[THINGS TO DO]
A – In the comments on the graph neural network article, what name is given to the approach of letting all nodes pass information to each other?
B – Proceed with the comments on the graph neural network article, picking up right after the last line shown.

[EXTRACT PROVIDED]
[start]

If we only have node-level features, and are trying to predict binary edge-level information, the model looks like this.

Examples would be nice to help readers.

One solution would be to have all nodes be able to pass information to each other, but for large graphs, this quickly becomes computationally expensive (although this approach, called ‘virtual edges’ has been used for small graphs, like molecules).

Sentence can be broken into two for clarity.

I also have a broader comment on this section: in the previous section, the reader spends a lot of time understanding what is an edge list and its advantage over the adjacency matrix format. This is great, because this is how many graph libraries are processing graphs, e.g. NetworkX, PyTorch Geometric. However, how does this edge list format link to the current section? You have described message passing, but how is the edge list actually used for message passing?

I think the reader would be interested to connect the two sections of this article together, e.g. you could consider describing how one could do a simple round of message passing with the edge list format. (On a tangential note, it may also be useful to show how a matrix multiplication of the adjacency and feature matrix also implements message passing with a summation aggregation.)

GNN Playground

Scatterplot of a hyperparameter sweep of several GNN architectures. Hover over a point to see the GNN architecture parameters.

What did we learn about GNN design through this exercise? Are there any global insights about GNN architecture design choices that one can draw from this experiment, e.g. does global node help? And do these intuitions line up with some recent works on benchmarking and comparing GNN architectural paradigms, e.g. Dwivedi-etal, 2020; You-etal, 2020?

In the Final Thoughts section, the authors say ""We’ve walked through some of the important design choices that must be made when using these architectures, and hopefully the GNN playground can give an intuition on what the empirical results of these design choices are.""

The playground it very welcome but it may be nice to concretely state some of these intuitions.

Or even just highlight what the top architectural elements were for this particular dataset.

And then discuss whether they align well/are opposed to conventional ideas in the literature.

Into the weeds

In general, I would have liked to see more citations to recent work and new ideas in GNN literature in this section. Figures would also be nice.

Other types of graphs (multigraphs, hypergraphs, hypernodes)

[end]

[SUPPLIED ENTRIES]
[start]

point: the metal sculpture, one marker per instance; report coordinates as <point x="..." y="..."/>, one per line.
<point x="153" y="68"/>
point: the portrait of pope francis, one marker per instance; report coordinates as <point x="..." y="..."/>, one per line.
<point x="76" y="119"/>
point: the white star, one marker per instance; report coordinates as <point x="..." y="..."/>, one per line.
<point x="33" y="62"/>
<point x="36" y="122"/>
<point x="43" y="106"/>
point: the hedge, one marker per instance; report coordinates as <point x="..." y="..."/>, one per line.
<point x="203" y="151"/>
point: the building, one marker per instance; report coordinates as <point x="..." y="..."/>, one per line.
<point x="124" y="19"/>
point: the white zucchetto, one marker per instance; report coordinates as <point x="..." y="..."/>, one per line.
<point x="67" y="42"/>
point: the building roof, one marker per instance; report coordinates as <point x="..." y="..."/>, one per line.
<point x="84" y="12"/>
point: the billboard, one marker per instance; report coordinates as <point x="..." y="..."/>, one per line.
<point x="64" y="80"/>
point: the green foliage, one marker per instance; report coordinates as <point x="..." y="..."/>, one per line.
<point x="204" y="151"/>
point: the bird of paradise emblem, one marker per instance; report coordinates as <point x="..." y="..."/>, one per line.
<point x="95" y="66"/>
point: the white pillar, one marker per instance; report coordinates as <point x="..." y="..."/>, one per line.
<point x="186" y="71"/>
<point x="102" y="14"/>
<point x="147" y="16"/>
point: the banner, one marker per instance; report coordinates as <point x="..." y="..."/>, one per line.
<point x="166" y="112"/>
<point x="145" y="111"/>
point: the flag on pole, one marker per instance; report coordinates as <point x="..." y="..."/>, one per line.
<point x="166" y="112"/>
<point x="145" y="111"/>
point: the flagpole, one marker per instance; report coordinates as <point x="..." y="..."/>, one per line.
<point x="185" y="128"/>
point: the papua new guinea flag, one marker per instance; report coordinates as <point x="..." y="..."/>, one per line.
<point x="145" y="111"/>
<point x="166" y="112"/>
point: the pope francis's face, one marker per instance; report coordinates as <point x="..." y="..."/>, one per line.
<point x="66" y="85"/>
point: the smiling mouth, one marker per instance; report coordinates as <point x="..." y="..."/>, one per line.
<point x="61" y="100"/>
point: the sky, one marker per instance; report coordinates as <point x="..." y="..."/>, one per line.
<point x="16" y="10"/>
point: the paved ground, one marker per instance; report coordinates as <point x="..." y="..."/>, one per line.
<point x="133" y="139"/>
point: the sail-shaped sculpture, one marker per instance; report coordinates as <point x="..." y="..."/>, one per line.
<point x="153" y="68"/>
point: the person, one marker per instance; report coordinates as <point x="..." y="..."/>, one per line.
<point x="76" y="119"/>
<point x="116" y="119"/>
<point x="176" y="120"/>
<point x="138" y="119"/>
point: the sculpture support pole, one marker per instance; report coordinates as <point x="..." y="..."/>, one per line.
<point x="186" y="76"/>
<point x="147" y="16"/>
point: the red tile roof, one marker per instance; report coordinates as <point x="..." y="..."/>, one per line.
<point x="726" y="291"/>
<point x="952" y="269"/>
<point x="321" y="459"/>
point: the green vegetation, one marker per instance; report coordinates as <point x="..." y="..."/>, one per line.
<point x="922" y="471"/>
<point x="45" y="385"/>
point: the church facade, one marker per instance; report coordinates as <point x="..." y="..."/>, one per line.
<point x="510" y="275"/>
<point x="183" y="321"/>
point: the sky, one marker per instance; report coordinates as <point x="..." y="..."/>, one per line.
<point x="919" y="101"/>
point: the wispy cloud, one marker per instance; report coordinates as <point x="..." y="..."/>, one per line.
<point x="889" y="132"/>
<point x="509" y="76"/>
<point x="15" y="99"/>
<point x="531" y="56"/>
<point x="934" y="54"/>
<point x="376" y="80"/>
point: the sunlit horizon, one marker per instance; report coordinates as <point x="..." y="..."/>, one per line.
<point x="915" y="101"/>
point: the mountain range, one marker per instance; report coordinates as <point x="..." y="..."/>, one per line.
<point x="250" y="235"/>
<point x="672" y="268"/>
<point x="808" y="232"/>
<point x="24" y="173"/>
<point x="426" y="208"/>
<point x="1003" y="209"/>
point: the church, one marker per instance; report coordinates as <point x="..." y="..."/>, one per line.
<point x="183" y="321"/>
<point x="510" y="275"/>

[end]
[start]

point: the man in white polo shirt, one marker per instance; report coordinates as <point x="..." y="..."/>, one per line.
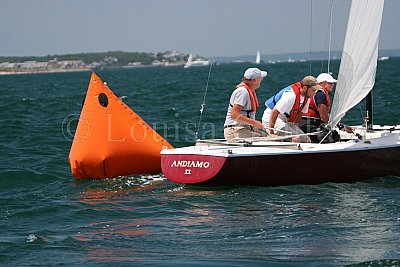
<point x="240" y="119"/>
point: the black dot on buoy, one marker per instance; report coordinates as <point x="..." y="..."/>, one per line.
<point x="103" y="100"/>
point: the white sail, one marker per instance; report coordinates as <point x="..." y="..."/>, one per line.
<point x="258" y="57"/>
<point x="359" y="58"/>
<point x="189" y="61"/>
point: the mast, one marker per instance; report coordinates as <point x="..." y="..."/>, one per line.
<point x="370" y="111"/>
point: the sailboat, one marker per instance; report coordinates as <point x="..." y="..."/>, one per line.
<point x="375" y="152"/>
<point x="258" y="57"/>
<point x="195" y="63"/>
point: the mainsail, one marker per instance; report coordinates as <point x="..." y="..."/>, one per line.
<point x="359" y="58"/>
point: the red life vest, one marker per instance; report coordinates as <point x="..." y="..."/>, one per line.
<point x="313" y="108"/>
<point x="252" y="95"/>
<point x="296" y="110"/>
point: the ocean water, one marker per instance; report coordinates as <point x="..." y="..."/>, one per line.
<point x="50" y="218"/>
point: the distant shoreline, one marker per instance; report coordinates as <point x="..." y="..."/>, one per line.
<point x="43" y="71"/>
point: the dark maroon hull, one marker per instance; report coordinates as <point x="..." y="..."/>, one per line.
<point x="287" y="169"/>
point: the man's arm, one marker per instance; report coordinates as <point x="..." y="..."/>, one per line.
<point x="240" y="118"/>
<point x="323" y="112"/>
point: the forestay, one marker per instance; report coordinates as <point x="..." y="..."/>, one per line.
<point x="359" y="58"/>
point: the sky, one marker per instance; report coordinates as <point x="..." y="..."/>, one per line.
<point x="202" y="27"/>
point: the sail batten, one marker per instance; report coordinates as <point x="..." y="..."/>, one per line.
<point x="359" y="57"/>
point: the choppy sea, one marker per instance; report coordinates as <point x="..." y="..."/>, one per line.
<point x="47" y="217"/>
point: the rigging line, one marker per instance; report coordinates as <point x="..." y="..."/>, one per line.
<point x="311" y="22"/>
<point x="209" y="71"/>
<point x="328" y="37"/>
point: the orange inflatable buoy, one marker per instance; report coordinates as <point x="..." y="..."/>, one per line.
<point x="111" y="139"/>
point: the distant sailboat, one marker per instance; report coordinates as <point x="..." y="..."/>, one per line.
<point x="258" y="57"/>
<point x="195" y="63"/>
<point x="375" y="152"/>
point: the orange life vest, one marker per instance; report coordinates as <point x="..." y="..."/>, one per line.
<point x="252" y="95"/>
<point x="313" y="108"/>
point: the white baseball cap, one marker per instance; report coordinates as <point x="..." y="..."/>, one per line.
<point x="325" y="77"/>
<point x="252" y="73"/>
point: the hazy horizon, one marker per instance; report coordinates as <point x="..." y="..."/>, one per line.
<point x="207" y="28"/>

[end]

[ANSWERS FOR THE EXERCISE]
A – Virtual edges.

B –
There are several recent and interesting works generalizing GNNs for hypergraphs and multigraphs that could be mentioned here. One recent I am aware of is Yadati-etal, 2019.

Batching in GNNs

It may be worth talking about/citing prevalent GNN sampling algorithms in literature, e.g. GraphSaint, ClusterGCN.

Inductive biases

It may be interesting to speak about the link between inductive biases and generalization/extrapolation beyond training distribution, e.g. recent work on GNNs for neural execution of graph algorithms by groups from DeepMind (Petar Velickovic's work) as well as MIT (Keyulu Xu's work).

Since this operation is one of the most important building blocks of these models, let’s dig deeper into what sort of properties we want in aggregation operations, and which types of operations have these sorts of properties.

Missing text after this?"

Structured Review

Distill employs a reviewer worksheet as a help for reviewers.

The first three parts of this worksheet ask reviewers to rate a submission along certain dimensions on a scale from 1 to 5. While the scale meaning is consistently "higher is better", please read the explanations for our expectations for each score—we do not expect even exceptionally good papers to receive a perfect score in every category, and expect most papers to be around a 3 in most categories.

Any concerns or conflicts of interest that you are aware of?: No known conflicts of interest
What type of contributions does this article make?: General (Introduction to an emerging research topic)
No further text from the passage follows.